— BEGIN —
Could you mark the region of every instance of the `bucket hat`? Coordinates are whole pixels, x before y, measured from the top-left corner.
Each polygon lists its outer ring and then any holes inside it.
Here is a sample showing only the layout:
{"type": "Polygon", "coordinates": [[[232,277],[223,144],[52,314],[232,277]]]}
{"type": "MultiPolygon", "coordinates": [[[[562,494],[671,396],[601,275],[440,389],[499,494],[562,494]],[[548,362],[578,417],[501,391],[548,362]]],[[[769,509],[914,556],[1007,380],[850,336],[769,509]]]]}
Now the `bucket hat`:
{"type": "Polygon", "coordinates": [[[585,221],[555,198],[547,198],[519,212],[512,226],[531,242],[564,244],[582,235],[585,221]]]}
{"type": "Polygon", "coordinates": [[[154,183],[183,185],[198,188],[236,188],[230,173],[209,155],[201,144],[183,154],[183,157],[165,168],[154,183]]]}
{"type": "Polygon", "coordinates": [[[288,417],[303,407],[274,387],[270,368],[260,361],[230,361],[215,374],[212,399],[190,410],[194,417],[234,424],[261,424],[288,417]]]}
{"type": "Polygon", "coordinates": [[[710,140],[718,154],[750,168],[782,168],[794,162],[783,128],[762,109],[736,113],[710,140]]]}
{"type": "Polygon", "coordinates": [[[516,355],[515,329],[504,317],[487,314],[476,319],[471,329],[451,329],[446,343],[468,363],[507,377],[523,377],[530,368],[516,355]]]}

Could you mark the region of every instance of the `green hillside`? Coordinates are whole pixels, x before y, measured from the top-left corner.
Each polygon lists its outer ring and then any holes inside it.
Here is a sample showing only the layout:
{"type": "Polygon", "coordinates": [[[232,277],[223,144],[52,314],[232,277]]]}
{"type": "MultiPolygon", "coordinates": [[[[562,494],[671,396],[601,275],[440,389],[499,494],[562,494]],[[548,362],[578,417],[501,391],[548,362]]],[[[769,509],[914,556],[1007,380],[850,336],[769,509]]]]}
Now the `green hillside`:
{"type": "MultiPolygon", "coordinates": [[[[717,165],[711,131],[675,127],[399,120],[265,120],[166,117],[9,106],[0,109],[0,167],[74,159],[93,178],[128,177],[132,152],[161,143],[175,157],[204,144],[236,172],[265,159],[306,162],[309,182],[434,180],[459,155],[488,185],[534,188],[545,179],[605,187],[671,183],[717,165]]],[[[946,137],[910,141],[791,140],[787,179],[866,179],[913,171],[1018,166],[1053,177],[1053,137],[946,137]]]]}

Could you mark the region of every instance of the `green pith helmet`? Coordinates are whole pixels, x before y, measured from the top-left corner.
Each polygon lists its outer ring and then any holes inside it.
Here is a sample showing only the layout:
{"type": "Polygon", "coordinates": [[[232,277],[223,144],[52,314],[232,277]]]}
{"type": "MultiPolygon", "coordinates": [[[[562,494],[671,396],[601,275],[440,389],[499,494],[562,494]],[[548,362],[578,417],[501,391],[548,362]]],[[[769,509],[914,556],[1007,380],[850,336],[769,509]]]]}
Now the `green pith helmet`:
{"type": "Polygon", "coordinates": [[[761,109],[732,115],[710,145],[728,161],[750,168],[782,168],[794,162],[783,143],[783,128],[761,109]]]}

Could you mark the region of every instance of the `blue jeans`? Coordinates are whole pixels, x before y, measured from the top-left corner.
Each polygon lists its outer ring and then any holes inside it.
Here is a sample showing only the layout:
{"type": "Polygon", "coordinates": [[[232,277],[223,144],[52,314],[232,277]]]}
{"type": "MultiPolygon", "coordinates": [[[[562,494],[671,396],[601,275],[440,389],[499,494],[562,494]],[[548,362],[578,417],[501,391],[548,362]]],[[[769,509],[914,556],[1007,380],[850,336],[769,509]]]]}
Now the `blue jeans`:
— END —
## Directive
Transcribe the entire listing above precisely.

## Output of the exercise
Could you mark the region of every instance of the `bucket hat`? Coordinates are whole pixels, x before y, measured from the top-left corner.
Each polygon lists its outer ring and then any holes inside it.
Here is a sample showing only the layout:
{"type": "Polygon", "coordinates": [[[232,277],[223,144],[52,314],[232,277]]]}
{"type": "MultiPolygon", "coordinates": [[[[562,494],[671,396],[601,275],[440,389],[499,494],[562,494]],[[548,362],[578,417],[501,391],[548,362]]],[[[769,509],[914,556],[1007,380],[850,336],[769,509]]]]}
Now the `bucket hat`:
{"type": "Polygon", "coordinates": [[[585,221],[555,198],[547,198],[519,212],[512,226],[531,242],[564,244],[582,235],[585,221]]]}
{"type": "Polygon", "coordinates": [[[154,183],[183,185],[198,188],[236,188],[230,173],[209,155],[201,144],[183,154],[183,157],[165,168],[154,183]]]}
{"type": "Polygon", "coordinates": [[[288,417],[303,407],[274,387],[270,368],[260,361],[230,361],[215,374],[212,399],[190,410],[194,417],[234,424],[261,424],[288,417]]]}
{"type": "Polygon", "coordinates": [[[710,140],[718,154],[750,168],[782,168],[794,162],[783,128],[762,109],[736,113],[710,140]]]}
{"type": "Polygon", "coordinates": [[[516,355],[515,329],[504,317],[487,314],[476,319],[471,329],[451,329],[446,343],[468,363],[507,377],[523,377],[530,368],[516,355]]]}

Could you mark the region of every instance of the `green hillside`? Coordinates are whole pixels, x before y, measured from the top-left corner.
Each polygon lists its outer ring and then any holes inside it.
Here is a sample showing only the layout:
{"type": "Polygon", "coordinates": [[[232,277],[223,144],[52,314],[232,277]]]}
{"type": "MultiPolygon", "coordinates": [[[[562,494],[671,396],[601,275],[440,389],[499,494],[562,494]],[[548,362],[578,417],[501,391],[548,362]]],[[[769,509],[914,556],[1007,380],[850,336],[769,509]]]]}
Now the `green hillside`:
{"type": "MultiPolygon", "coordinates": [[[[717,165],[711,131],[675,127],[399,120],[265,120],[166,117],[9,106],[0,109],[0,167],[74,159],[93,178],[128,177],[132,152],[161,143],[175,157],[204,144],[236,172],[265,159],[306,162],[309,182],[434,180],[459,155],[488,185],[534,188],[545,179],[605,187],[671,183],[717,165]]],[[[946,137],[910,141],[791,140],[787,179],[866,179],[913,171],[1018,166],[1053,177],[1053,137],[946,137]]]]}

Could you mark the region of every instance of the `green pith helmet`? Coordinates are whole pixels, x before y, measured from the top-left corner.
Each polygon lists its outer ring and then any holes inside it.
Here is a sample showing only the layout:
{"type": "Polygon", "coordinates": [[[232,277],[223,144],[52,314],[232,277]]]}
{"type": "MultiPolygon", "coordinates": [[[[562,494],[671,396],[601,275],[440,389],[499,494],[562,494]],[[548,362],[578,417],[501,391],[548,362]]],[[[769,509],[914,556],[1007,380],[850,336],[769,509]]]]}
Now the `green pith helmet`:
{"type": "Polygon", "coordinates": [[[761,109],[732,115],[710,145],[728,161],[750,168],[782,168],[794,162],[783,143],[783,128],[761,109]]]}

Could you mark the region of every instance of the `blue jeans`? Coordinates are whole pixels, x before y, measured from the top-left corner.
Each polygon lists its outer ring and then any holes inside it.
Here is a sample showing only the layout:
{"type": "Polygon", "coordinates": [[[232,277],[223,144],[52,314],[232,277]]]}
{"type": "MultiPolygon", "coordinates": [[[[562,494],[671,396],[601,275],[440,389],[499,494],[562,494]],[[548,362],[578,417],[501,391],[548,362]]],[[[769,509],[914,556],[1007,380],[850,336],[769,509]]]]}
Now the `blue jeans`:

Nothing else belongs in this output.